EXERCISE - In the data below, from the line with "the white canopy" up to and including the line with "(1144, 575)", swap "canopy roof" for "tent roof" and give those lines again with nothing else changed.

DATA SHOWN -
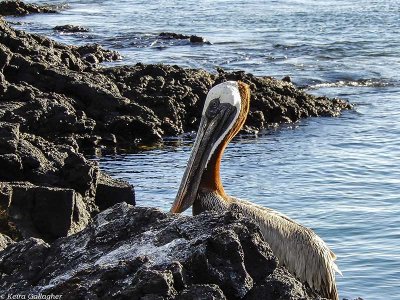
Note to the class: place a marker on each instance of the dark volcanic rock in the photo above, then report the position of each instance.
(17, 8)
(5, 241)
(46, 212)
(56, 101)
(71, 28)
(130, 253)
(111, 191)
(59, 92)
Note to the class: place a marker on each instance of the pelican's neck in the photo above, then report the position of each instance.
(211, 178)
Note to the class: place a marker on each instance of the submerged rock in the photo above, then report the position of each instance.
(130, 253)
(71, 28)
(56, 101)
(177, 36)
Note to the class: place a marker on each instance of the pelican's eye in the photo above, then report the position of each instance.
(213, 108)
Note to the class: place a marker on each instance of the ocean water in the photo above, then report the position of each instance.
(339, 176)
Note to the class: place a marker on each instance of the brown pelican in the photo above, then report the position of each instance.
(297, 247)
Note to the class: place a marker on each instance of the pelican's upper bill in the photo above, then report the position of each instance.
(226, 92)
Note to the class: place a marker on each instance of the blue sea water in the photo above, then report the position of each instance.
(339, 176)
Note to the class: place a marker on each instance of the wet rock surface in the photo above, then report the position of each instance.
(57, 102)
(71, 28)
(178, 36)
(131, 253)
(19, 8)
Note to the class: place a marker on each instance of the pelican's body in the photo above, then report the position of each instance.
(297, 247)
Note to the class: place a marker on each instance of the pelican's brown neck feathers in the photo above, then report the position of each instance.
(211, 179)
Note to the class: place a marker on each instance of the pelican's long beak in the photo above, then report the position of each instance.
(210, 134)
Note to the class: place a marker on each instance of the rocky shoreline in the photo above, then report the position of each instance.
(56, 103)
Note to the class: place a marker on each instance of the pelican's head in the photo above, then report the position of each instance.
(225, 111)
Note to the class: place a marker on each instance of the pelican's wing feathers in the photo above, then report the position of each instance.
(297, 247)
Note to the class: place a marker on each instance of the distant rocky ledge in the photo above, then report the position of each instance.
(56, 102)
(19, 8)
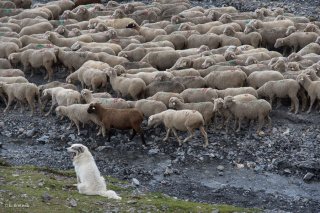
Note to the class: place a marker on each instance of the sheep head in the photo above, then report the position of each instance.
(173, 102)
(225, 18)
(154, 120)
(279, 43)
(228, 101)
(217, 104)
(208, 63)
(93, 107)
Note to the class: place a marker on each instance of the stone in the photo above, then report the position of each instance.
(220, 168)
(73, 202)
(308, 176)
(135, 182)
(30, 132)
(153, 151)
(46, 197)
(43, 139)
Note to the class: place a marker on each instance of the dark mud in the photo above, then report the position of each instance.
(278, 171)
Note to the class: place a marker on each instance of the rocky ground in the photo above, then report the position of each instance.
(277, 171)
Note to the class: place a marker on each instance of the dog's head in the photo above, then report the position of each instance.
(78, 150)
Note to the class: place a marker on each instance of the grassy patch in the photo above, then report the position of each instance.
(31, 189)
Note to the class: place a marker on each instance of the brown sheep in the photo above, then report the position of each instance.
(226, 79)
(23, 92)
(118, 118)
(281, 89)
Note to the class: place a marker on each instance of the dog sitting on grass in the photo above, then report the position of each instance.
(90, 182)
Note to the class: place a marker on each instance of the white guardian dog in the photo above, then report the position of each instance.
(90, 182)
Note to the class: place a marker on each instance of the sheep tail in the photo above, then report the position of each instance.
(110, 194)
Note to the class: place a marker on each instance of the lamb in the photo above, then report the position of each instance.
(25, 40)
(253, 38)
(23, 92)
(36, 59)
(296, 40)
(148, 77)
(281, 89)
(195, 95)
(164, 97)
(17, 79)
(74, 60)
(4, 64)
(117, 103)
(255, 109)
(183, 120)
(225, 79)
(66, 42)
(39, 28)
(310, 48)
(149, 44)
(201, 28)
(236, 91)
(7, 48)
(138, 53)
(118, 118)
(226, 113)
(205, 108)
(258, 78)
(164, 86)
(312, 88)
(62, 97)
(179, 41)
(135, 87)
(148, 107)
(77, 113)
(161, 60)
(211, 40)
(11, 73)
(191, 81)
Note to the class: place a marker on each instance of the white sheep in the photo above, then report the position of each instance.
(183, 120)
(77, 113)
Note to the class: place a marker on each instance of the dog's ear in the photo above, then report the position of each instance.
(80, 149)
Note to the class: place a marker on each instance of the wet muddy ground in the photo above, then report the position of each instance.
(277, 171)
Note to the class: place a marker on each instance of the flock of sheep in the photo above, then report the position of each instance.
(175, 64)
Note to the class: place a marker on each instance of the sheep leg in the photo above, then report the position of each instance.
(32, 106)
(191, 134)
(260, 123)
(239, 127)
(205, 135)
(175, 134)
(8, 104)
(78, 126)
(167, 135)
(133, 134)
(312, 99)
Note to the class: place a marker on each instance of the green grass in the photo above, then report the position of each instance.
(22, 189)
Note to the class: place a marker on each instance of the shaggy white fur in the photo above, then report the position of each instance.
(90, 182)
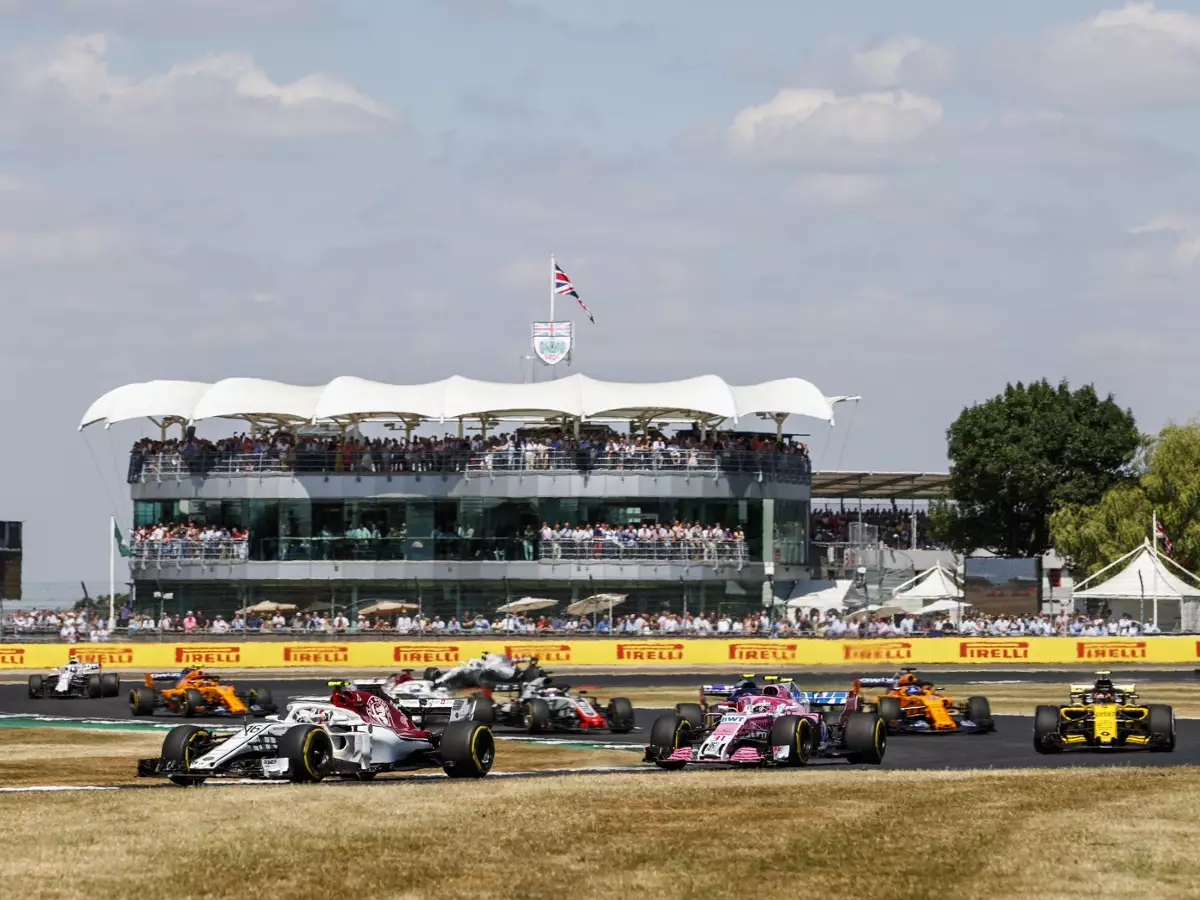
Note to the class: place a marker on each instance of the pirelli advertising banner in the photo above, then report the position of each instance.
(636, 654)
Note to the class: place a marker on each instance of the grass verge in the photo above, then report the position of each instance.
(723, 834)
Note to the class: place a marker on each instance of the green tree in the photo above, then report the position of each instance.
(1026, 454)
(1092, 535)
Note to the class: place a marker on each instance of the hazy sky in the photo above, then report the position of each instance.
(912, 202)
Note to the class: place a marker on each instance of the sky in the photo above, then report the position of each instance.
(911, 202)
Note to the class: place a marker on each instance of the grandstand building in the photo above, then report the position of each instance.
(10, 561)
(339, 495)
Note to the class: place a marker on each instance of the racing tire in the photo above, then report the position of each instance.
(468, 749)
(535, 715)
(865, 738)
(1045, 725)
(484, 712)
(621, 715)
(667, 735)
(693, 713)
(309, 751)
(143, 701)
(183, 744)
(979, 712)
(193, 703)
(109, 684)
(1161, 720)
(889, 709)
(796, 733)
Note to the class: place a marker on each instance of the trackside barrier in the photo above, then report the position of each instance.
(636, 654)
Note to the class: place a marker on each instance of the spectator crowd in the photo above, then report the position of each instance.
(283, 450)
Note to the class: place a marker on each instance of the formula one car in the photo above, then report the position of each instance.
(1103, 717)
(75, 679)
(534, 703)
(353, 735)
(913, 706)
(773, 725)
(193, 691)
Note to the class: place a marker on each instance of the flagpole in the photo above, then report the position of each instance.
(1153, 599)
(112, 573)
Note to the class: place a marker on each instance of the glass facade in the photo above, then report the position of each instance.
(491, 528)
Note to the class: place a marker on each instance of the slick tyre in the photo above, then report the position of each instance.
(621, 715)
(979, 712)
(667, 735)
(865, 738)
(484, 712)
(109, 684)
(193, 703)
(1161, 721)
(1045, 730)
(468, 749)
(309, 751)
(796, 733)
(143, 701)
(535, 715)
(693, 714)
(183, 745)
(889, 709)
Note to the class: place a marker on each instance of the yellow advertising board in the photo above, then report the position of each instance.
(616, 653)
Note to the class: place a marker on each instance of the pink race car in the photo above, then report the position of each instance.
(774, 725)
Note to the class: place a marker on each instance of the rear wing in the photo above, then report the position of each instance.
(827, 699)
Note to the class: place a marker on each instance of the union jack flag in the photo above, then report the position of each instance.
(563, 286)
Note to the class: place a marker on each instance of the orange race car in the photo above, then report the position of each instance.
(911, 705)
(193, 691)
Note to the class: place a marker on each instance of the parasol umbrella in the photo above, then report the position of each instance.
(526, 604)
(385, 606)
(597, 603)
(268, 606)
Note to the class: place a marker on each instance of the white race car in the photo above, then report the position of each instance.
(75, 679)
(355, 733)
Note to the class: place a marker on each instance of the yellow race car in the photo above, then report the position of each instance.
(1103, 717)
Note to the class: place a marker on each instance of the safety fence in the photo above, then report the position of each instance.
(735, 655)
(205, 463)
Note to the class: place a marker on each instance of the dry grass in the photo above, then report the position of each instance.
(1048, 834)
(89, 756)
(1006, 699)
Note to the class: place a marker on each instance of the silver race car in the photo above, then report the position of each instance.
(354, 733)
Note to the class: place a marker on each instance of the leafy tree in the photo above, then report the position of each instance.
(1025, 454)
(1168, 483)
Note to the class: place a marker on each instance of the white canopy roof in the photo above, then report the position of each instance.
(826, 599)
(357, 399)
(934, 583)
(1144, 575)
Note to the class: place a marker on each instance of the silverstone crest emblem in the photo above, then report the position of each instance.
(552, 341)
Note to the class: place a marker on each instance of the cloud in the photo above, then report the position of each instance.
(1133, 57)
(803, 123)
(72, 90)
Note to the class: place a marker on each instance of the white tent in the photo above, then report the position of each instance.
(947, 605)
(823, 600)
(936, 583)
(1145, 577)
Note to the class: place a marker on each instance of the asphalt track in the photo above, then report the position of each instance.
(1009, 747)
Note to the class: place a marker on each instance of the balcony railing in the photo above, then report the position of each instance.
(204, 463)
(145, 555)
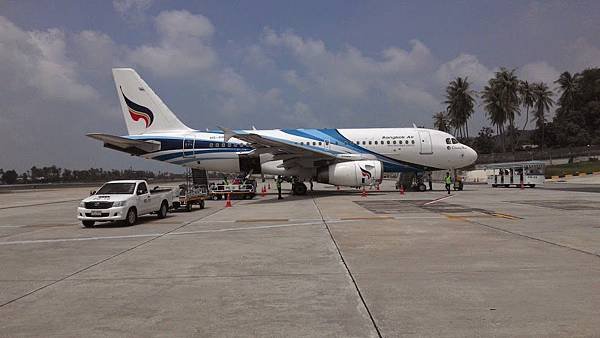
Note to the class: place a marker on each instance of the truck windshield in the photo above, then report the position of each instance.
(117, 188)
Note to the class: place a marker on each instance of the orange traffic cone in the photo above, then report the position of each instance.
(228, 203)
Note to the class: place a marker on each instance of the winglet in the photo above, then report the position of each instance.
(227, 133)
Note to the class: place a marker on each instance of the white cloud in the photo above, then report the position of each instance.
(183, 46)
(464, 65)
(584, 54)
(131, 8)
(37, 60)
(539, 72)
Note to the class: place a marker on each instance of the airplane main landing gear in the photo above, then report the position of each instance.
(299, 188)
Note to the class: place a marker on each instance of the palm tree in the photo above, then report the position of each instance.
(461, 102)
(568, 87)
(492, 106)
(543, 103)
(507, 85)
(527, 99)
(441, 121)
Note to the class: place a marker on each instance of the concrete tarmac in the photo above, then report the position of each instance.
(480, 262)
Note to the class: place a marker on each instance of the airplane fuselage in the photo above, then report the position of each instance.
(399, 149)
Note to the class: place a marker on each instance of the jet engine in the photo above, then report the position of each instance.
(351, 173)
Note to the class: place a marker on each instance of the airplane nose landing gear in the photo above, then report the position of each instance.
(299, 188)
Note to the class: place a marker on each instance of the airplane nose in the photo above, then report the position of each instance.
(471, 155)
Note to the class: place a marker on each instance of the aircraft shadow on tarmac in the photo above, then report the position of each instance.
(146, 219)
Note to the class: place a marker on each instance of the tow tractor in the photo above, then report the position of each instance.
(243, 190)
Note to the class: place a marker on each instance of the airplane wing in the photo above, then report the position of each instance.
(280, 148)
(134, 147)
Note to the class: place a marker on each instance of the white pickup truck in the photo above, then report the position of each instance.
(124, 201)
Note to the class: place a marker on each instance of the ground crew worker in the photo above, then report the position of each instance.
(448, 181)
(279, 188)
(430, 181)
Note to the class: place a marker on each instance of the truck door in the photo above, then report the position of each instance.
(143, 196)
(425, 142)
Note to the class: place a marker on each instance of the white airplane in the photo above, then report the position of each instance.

TASK RESPONSE -
Note to the class: place a marker on each instance of the white tent roof in the photo above, then report the position of each instance.
(826, 599)
(357, 399)
(934, 583)
(1144, 575)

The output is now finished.